• [DATA SUPPLIED]:
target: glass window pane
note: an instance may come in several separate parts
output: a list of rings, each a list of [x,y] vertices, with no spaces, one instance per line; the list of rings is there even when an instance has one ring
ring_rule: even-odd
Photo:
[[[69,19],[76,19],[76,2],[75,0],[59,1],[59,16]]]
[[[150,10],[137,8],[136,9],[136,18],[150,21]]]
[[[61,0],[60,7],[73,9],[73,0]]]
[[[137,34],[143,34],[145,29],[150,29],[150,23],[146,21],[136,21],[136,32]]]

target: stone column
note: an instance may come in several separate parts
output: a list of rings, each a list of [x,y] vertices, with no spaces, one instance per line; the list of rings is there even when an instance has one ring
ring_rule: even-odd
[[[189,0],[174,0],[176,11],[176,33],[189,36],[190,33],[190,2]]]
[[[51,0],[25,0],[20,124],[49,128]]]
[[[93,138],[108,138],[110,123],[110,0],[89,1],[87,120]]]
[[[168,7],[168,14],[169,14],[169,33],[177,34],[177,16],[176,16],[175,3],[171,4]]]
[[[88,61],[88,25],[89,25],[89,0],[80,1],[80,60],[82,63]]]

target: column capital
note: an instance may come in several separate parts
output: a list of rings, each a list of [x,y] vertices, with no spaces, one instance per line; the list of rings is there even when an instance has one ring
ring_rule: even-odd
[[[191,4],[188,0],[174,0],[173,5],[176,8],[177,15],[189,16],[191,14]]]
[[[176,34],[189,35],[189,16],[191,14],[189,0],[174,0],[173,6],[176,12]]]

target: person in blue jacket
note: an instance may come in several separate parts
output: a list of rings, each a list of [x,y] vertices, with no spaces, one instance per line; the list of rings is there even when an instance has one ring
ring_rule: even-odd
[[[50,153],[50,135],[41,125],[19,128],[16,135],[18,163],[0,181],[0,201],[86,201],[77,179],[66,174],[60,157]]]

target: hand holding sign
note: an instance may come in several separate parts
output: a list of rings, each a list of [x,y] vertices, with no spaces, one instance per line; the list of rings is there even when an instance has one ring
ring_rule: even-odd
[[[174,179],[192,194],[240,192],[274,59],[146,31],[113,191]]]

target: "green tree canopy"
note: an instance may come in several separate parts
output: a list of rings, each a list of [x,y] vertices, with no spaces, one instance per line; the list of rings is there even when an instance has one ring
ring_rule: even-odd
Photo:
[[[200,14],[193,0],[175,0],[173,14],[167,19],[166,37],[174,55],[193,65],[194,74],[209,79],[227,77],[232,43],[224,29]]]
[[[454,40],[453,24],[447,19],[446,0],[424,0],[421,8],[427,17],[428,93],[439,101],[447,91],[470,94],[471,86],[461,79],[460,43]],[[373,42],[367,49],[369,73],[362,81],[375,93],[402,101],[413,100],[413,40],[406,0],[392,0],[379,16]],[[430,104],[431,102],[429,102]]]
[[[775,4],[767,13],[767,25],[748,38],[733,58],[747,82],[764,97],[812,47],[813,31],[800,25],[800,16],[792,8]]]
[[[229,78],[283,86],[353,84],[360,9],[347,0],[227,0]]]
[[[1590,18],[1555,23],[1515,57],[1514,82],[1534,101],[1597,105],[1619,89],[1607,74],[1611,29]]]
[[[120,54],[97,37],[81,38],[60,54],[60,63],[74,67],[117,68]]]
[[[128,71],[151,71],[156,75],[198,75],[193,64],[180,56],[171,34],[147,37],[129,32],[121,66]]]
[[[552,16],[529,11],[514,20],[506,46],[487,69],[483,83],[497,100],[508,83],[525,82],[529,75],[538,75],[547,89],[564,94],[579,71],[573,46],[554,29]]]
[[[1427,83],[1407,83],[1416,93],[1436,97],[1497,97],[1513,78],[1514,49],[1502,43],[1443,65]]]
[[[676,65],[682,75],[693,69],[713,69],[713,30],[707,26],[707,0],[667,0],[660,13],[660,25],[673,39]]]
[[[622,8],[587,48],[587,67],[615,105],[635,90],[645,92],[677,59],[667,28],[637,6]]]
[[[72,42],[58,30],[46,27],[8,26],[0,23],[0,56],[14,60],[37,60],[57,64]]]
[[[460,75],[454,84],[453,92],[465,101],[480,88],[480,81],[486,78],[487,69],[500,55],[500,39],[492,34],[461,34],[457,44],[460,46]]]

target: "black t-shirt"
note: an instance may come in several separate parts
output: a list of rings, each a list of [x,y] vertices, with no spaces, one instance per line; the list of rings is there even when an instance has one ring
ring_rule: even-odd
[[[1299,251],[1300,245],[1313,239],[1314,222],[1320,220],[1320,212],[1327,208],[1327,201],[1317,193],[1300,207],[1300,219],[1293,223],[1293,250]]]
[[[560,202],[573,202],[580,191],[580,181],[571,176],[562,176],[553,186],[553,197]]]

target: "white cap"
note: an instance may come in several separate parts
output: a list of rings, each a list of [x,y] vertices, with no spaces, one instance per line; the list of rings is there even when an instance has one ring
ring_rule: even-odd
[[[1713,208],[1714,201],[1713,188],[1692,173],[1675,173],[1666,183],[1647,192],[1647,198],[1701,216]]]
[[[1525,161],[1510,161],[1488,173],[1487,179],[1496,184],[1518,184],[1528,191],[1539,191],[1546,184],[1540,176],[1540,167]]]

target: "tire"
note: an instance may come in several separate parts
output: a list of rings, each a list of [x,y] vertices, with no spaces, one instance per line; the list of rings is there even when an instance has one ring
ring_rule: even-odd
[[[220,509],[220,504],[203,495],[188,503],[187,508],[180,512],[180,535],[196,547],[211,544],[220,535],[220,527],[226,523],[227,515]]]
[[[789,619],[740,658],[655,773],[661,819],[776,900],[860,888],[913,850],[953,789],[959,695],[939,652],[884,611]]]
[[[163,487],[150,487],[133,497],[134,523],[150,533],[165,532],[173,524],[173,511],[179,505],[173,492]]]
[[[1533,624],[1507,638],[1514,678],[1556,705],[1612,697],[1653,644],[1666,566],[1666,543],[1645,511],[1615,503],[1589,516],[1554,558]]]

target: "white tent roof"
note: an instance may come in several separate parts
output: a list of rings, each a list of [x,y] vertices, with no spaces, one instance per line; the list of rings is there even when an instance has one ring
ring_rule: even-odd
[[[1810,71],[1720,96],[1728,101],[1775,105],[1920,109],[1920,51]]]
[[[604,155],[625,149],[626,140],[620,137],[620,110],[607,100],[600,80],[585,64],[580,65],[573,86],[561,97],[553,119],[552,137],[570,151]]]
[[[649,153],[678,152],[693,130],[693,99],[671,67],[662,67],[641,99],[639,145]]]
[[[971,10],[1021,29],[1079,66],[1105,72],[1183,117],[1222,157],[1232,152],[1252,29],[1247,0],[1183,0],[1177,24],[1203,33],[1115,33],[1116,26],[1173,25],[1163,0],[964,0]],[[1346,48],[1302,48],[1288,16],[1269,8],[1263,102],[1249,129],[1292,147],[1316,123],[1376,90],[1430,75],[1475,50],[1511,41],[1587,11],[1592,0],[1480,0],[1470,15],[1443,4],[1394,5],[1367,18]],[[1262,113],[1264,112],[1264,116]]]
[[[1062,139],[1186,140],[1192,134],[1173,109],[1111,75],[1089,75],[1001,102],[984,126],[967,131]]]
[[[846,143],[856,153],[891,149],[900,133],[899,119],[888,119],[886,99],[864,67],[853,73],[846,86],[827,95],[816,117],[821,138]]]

• [YOUR TASK]:
All the data must be duplicated exactly, with nothing added or removed.

• [SOLUTION TO THIS EXERCISE]:
target: glass window pane
note: an instance may come in several separate parts
output: a list of rings, each a list of [x,y] vertices, with no spaces, one instance per line; the list of rings is there even when an instance has one ring
ring_rule: even-odd
Photo:
[[[69,19],[76,19],[76,2],[75,0],[59,1],[59,16]]]
[[[150,10],[137,8],[136,9],[136,18],[150,21]]]
[[[61,0],[60,7],[73,9],[73,0]]]
[[[137,34],[143,34],[145,29],[150,29],[150,23],[146,21],[136,21],[136,32]]]

target: stone column
note: an instance may come in several separate parts
output: a list of rings, each a list of [x,y] vertices, with no spaces, one instance per line; the list of rings is there even when an instance has one ring
ring_rule: even-odd
[[[189,0],[174,0],[176,11],[176,33],[189,36],[190,33],[190,2]]]
[[[51,0],[25,0],[20,124],[49,128]]]
[[[93,138],[108,138],[110,123],[110,0],[89,1],[87,120]]]
[[[168,7],[168,14],[169,14],[169,33],[177,34],[177,16],[176,16],[175,3],[171,4]]]
[[[88,61],[88,25],[89,25],[89,0],[80,1],[80,60],[82,63]]]

target: column capital
note: an instance may come in several separate parts
output: a list of rings, each a list of [x,y] vertices, with no spaces, one instance per line; the list of rings is there even when an instance has one ring
ring_rule: even-odd
[[[191,4],[188,0],[174,0],[173,5],[176,8],[177,15],[189,16],[191,14]]]
[[[176,34],[189,35],[189,16],[191,14],[189,0],[174,0],[173,6],[176,12]]]

target: person in blue jacket
note: an instance may come in several separate parts
output: a list of rings, each a list of [x,y] vertices, with no spaces, one instance per line; the list of rings is there even when an instance has one ring
ring_rule: even-odd
[[[50,153],[50,135],[41,125],[19,128],[16,135],[18,163],[0,181],[0,201],[86,201],[77,179],[66,174],[60,157]]]

target: hand holding sign
note: an instance may come in several separate parts
output: a list of rings, each a list of [x,y] vertices, with no spaces, one instance per line; the list of rings is there even when an instance has one ring
ring_rule: even-odd
[[[174,179],[192,194],[240,192],[274,59],[146,31],[113,191]]]

target: "green tree canopy"
note: an instance may come in several separate parts
output: a list of rings, each a list of [x,y] vertices, with no spaces, one instance per line; the list of rings is there even when an instance has one ring
ring_rule: even-odd
Photo:
[[[200,14],[193,0],[175,0],[173,14],[167,19],[166,37],[174,55],[193,65],[194,74],[209,79],[227,77],[232,43],[224,29]]]
[[[454,40],[453,24],[447,19],[446,0],[424,0],[421,8],[427,17],[428,93],[439,101],[447,91],[470,94],[471,86],[461,79],[460,43]],[[373,42],[367,49],[369,73],[362,81],[375,93],[402,101],[413,100],[413,40],[406,0],[392,0],[379,16]],[[430,104],[431,102],[429,102]]]
[[[775,4],[767,13],[767,25],[748,38],[733,58],[747,82],[764,97],[812,47],[813,31],[800,25],[800,16],[792,8]]]
[[[229,78],[283,86],[353,84],[360,9],[347,0],[227,0]]]
[[[1590,18],[1555,23],[1515,57],[1514,82],[1534,101],[1597,105],[1619,89],[1607,74],[1611,29]]]
[[[120,54],[97,37],[81,38],[60,54],[60,63],[74,67],[117,68]]]
[[[128,71],[151,71],[156,75],[198,75],[193,64],[180,56],[171,34],[147,37],[129,32],[121,66]]]
[[[552,16],[529,11],[514,20],[506,46],[487,69],[483,83],[497,100],[508,83],[525,82],[529,75],[538,75],[547,89],[564,94],[579,71],[573,46],[554,29]]]
[[[1427,83],[1407,83],[1416,93],[1436,97],[1497,97],[1513,78],[1514,49],[1502,43],[1443,65]]]
[[[676,65],[682,75],[693,69],[713,69],[713,30],[707,26],[707,0],[667,0],[660,13],[660,25],[673,39]]]
[[[622,8],[587,48],[587,67],[615,105],[635,90],[645,92],[677,59],[667,28],[637,6]]]
[[[72,42],[58,30],[46,27],[8,26],[0,23],[0,56],[14,60],[37,60],[57,64]]]
[[[460,75],[454,84],[453,92],[465,101],[480,88],[480,81],[486,78],[487,69],[500,55],[500,39],[492,34],[461,34],[457,44],[460,46]]]

target: "black t-shirt"
note: an instance may come in several separate parts
output: a list of rings, each a list of [x,y] vertices, with no spaces, one instance per line; the list of rings is there even when an instance has one ring
ring_rule: even-odd
[[[1299,251],[1300,245],[1313,239],[1314,222],[1320,220],[1320,212],[1327,208],[1327,201],[1317,193],[1300,207],[1300,219],[1293,223],[1293,250]]]
[[[560,202],[573,202],[580,191],[580,181],[571,176],[562,176],[553,186],[553,197]]]

target: "white cap"
note: an instance may come in several separate parts
output: a list of rings, each a list of [x,y] vertices, with no spaces, one instance per line; the list of rings is there even when an instance has one ring
ring_rule: even-odd
[[[1713,208],[1714,201],[1713,188],[1692,173],[1675,173],[1666,183],[1647,192],[1647,198],[1701,216]]]
[[[1525,161],[1510,161],[1488,173],[1487,179],[1496,184],[1518,184],[1528,191],[1539,191],[1546,184],[1540,176],[1540,167]]]

target: "tire"
note: an instance may come in several separate parts
output: a list of rings, each a list of [x,y] vertices, with no spaces, one instance per line; the list of rings is there even when an instance has one ring
ring_rule: even-odd
[[[220,509],[220,504],[203,495],[188,503],[187,508],[180,512],[180,535],[196,547],[211,544],[220,535],[220,527],[226,523],[227,515]]]
[[[789,619],[740,658],[655,773],[661,819],[776,900],[860,888],[913,850],[953,789],[959,695],[939,652],[884,611]]]
[[[163,487],[150,487],[133,497],[134,523],[150,533],[165,532],[173,524],[173,511],[179,505],[173,492]]]
[[[1533,624],[1507,638],[1514,678],[1556,705],[1612,697],[1653,644],[1666,566],[1666,543],[1645,511],[1615,503],[1589,516],[1554,558]]]

target: "white tent roof"
note: an instance may come in several separate parts
output: a list of rings, each a list of [x,y] vertices, with no spaces, one instance per line; the list of rings is there even when an instance has one ring
ring_rule: even-odd
[[[1810,71],[1720,96],[1728,101],[1775,105],[1920,109],[1920,51]]]
[[[604,155],[625,149],[626,140],[620,137],[620,110],[607,100],[600,80],[585,64],[580,65],[573,86],[561,97],[553,119],[552,137],[570,151]]]
[[[649,153],[678,152],[693,130],[693,99],[671,67],[662,67],[641,99],[639,145]]]
[[[971,10],[1021,29],[1079,66],[1105,72],[1183,117],[1222,157],[1232,152],[1252,29],[1247,0],[1183,0],[1177,24],[1203,33],[1115,33],[1116,26],[1173,25],[1163,0],[964,0]],[[1346,48],[1302,48],[1288,16],[1269,8],[1263,102],[1249,129],[1292,147],[1316,123],[1376,90],[1430,75],[1475,50],[1511,41],[1587,11],[1592,0],[1480,0],[1470,15],[1443,4],[1394,5],[1367,18]],[[1262,113],[1264,112],[1264,116]]]
[[[1062,139],[1186,140],[1192,134],[1173,109],[1111,75],[1089,75],[1001,102],[984,126],[967,131]]]
[[[846,143],[856,153],[891,149],[900,133],[899,119],[888,119],[886,99],[864,67],[853,73],[846,86],[827,95],[816,117],[821,138]]]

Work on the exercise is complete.